• EXERCISE GOAL: A verbatim reproduction of the following listing is required; omit the pictures.

• GIVEN DATA:
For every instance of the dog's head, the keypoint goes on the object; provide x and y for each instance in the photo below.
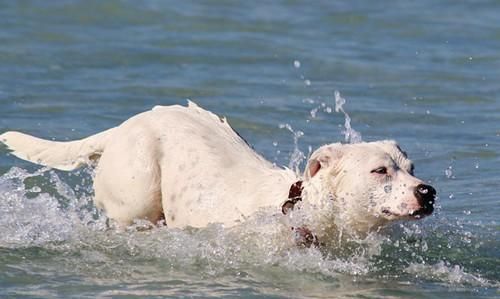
(370, 183)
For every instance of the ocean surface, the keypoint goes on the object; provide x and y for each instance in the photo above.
(425, 73)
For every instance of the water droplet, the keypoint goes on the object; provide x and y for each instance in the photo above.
(387, 189)
(36, 189)
(448, 172)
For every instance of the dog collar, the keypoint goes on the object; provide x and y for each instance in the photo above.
(294, 195)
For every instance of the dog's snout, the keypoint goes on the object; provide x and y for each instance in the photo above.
(425, 195)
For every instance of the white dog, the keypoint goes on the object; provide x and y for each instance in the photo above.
(189, 167)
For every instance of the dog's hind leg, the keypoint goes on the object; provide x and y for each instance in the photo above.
(127, 181)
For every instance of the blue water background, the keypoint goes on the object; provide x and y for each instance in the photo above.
(426, 73)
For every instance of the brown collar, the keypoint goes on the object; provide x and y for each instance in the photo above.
(303, 236)
(294, 195)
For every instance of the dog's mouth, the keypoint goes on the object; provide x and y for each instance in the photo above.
(416, 214)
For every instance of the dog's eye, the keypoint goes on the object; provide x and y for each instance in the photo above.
(380, 170)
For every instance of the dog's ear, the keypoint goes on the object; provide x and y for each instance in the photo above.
(324, 157)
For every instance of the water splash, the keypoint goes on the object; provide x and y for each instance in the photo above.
(297, 156)
(351, 135)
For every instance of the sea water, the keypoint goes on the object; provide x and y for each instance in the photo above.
(290, 76)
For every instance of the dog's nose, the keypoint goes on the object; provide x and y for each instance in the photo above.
(425, 195)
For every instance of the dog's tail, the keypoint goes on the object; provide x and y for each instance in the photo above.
(61, 155)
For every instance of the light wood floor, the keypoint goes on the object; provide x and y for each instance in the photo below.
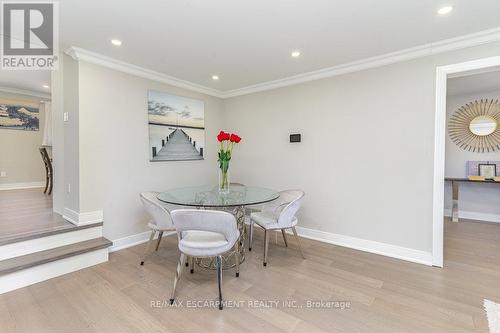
(28, 212)
(386, 295)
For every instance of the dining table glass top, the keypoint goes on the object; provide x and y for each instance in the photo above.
(209, 196)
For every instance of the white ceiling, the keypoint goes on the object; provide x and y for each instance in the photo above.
(476, 83)
(249, 42)
(31, 81)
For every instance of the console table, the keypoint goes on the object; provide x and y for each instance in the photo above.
(455, 189)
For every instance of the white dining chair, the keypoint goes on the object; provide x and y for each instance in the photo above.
(205, 233)
(160, 222)
(278, 215)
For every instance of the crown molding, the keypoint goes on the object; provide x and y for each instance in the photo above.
(25, 92)
(475, 39)
(79, 54)
(470, 40)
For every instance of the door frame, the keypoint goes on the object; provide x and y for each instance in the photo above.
(443, 73)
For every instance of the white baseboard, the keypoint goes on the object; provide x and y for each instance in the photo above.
(394, 251)
(133, 240)
(51, 270)
(20, 186)
(389, 250)
(83, 218)
(474, 216)
(49, 242)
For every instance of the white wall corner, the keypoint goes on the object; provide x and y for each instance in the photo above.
(478, 216)
(83, 218)
(20, 186)
(389, 250)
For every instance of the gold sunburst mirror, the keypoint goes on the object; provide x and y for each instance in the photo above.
(475, 126)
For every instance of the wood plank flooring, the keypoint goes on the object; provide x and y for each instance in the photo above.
(385, 294)
(26, 214)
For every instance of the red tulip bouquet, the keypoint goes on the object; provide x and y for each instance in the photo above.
(227, 142)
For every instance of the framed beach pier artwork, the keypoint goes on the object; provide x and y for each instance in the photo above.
(19, 115)
(176, 127)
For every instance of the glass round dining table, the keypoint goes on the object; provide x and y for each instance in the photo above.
(234, 201)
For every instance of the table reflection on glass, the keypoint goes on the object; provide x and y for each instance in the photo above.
(235, 201)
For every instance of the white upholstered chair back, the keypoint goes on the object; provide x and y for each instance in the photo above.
(205, 220)
(285, 207)
(155, 208)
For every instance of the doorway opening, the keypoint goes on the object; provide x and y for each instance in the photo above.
(454, 77)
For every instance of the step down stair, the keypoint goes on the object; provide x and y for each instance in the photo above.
(24, 270)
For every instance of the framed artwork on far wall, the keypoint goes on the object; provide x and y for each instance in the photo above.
(176, 127)
(488, 171)
(19, 115)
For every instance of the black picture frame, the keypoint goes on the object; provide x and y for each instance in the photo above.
(489, 171)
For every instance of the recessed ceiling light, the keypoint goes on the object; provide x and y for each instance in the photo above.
(445, 10)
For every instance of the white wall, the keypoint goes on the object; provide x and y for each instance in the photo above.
(114, 152)
(479, 199)
(19, 154)
(366, 160)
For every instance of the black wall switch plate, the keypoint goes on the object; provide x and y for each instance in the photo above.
(294, 137)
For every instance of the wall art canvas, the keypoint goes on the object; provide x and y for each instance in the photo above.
(176, 127)
(19, 115)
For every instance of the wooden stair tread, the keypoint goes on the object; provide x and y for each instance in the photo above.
(42, 257)
(44, 233)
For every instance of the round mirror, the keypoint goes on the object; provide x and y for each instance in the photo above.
(483, 125)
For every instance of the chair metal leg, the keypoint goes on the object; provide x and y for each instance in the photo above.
(237, 258)
(250, 236)
(146, 252)
(219, 279)
(284, 237)
(266, 245)
(160, 235)
(51, 182)
(298, 241)
(178, 272)
(46, 180)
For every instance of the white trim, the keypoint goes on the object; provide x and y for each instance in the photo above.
(49, 242)
(25, 92)
(442, 74)
(133, 240)
(461, 42)
(20, 186)
(51, 270)
(105, 61)
(83, 218)
(389, 250)
(482, 37)
(464, 214)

• OUTPUT OF THE EXERCISE:
For every instance of the dog's head, the keypoint goes on the object; provide x and y for each instance in the photo below.
(370, 183)
For every instance of the ocean surface, the keypoint goes on the object; provide x and y for each instance in the photo above.
(425, 73)
For every instance of the water droplet, the keypoint goes on the object; provide x and y for each instance in the photo above.
(387, 189)
(36, 189)
(448, 172)
For every instance of the dog collar, the keypoint goes on the object; provide x and y for each instance in the photo above.
(294, 195)
For every instance of the dog's snout, the keypoint goes on the object; provide x and y for each instance in the photo above.
(425, 195)
For every instance of the white dog, the keypoint goes on the object; provide x and y for each instance in the photo above.
(189, 167)
For every instance of the dog's hind leg, the keypoint goes on the object; provide x and y for each instance in the photo above.
(127, 181)
For every instance of the blue water background, the keypoint goes on the object; provide x and y for each instance in the photo above.
(426, 73)
For every instance of the brown collar, the keypoint goes on the object; provide x and y for each instance in the photo above.
(303, 236)
(294, 195)
For every instance of the dog's mouth, the keypoint goes on the object; provide x and y for each instance in the photo above.
(416, 214)
For every instance of the dog's eye, the keypoint goes on the object; provide x and y for each instance in the photo above.
(380, 170)
For every instance of the dog's ear, the keypoint goes on the object; provide x and y for each instance in the photo above.
(324, 157)
For every instance of the water splash, the keypoint goes on the object; provide x and y for each instance in the photo above.
(297, 156)
(351, 135)
For every instance of the sea water, the keypoint goes on the object; provide x and y for each instance in the photo above.
(290, 76)
For every instance of the dog's nose, the keypoint goes on the object; provide x and y for each instance in the photo above.
(425, 195)
For every instance of the dog's tail, the keypoint goes on the object; provide x and y for each instance in the photo above.
(61, 155)
For every instance of the light wood floor, the keypoint goes on the object; provide x and y for each instance in the photo below.
(28, 212)
(386, 295)
For every instance of the dining table glass top, the keypoint goes on the object; provide x and y for each instance in the photo above.
(209, 196)
For every instance of the white ceiling, the keypoint goes on the object; provide x and y for each instance in the photo above.
(476, 83)
(249, 42)
(31, 81)
For every instance of the console table, the keypoint goes on the object; provide x and y for each instance in the photo above.
(455, 189)
For every instance of the white dining chair, the keypoint goes on the object; provide x and y for each instance in the photo above.
(205, 233)
(160, 222)
(278, 215)
For every instance of the crown molding, the keypoint goes on the object; provide x and y for each instance in the photo above.
(25, 92)
(475, 39)
(79, 54)
(470, 40)
For every instance of the door frame, the keypoint goes on the object; provide x and y for each instance in the photo above.
(443, 73)
For every instance of the white baseboard, the keypoint goes on the object; provide x and y for each instance in the photo above.
(394, 251)
(133, 240)
(51, 270)
(20, 186)
(389, 250)
(83, 218)
(474, 216)
(49, 242)
For every instance of the white wall corner, the keypoint goes on the object; provide x and y for each instance in the photo above.
(478, 216)
(83, 218)
(20, 186)
(389, 250)
For every instance of the gold sunburst mirror, the keypoint goes on the object; provide x and y for each instance in the photo above.
(475, 126)
For every instance of the wood plank flooring, the keypoint goes on the object; provide x and y for each instance in the photo above.
(385, 294)
(26, 214)
For every instance of the red tulip bouquet, the keypoint goes on the object; provide x and y for each instance in the photo above.
(227, 142)
For every instance of the framed beach pier artwork, the keypoint goes on the object; provide x and y for each instance in the photo above.
(19, 115)
(176, 127)
For every instance of the glass round dining table, the keypoint goes on the object; provide x and y for each instance in the photo above.
(234, 201)
For every instance of the table reflection on glass, the keypoint goes on the object; provide x and y for each instance in the photo above.
(235, 201)
For every instance of the white upholstered chair back, the keypoint goes on the object; provide x and y for each instance in the photo above.
(205, 220)
(285, 207)
(155, 208)
For every instance of the doorway opening, the keypoint goes on the object; provide x and y for each instance in the photo above.
(454, 77)
For every instance of the step down stair, the keypoint goes on the object; provide x and y for each instance in the photo above.
(24, 270)
For every instance of the framed artwork on far wall, the keypoint goes on the object; provide x and y for each instance in the photo above.
(176, 127)
(488, 171)
(19, 115)
For every instance of the black picture frame, the keypoint goes on the object; provide x and y for each instance in the photo above.
(489, 171)
For every instance of the recessed ceiling light, the keypoint goes on the object; provide x and y for each instance in the photo above.
(445, 10)
For every instance of the white wall, the keypoint goes on the object; provide x and y for each instance in the photo above.
(114, 152)
(479, 199)
(19, 154)
(366, 160)
For every instance of the black wall switch plate, the keypoint goes on the object; provide x and y for each instance in the photo above.
(294, 137)
For every instance of the wall art canvas, the keypoint goes on the object; provide x and y for each instance in the photo above.
(176, 127)
(19, 115)
For every instance of the wooden stair tread, the keypoint goes on the object; provide x and y for each instance in the photo above.
(42, 257)
(44, 233)
For every instance of the round mirror, the keypoint goes on the object; provide x and y for each instance in the photo above.
(483, 125)
For every instance of the chair metal leg, the keypoint goes on the object; provide x and y for each instance in the photo above.
(237, 258)
(250, 236)
(146, 252)
(219, 279)
(284, 237)
(266, 245)
(160, 235)
(51, 182)
(298, 241)
(178, 272)
(46, 180)
For every instance of the white trim, the keypoint goes on the object; provide x and y for each instance in the photo above.
(49, 242)
(25, 92)
(442, 74)
(133, 240)
(461, 42)
(20, 186)
(51, 270)
(105, 61)
(83, 218)
(389, 250)
(482, 37)
(464, 214)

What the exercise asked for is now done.